(Data for this task Opens)
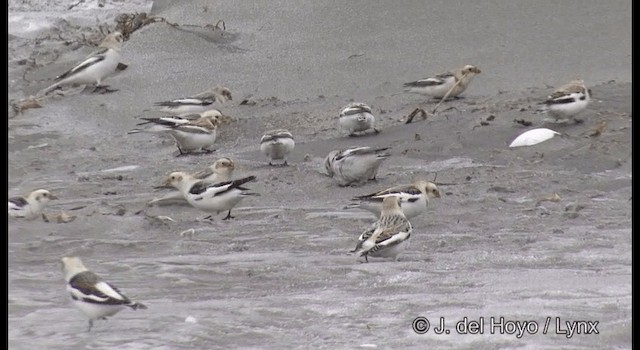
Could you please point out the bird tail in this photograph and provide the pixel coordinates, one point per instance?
(137, 306)
(49, 89)
(135, 131)
(250, 194)
(244, 180)
(352, 206)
(Data for this task Closes)
Verbatim repeat, images removed: give each entry again exactly as it reads.

Could you please point out the bird tail in this photograph and provide the pixel coordinates, one point per instance?
(137, 306)
(49, 89)
(135, 131)
(250, 194)
(244, 180)
(352, 206)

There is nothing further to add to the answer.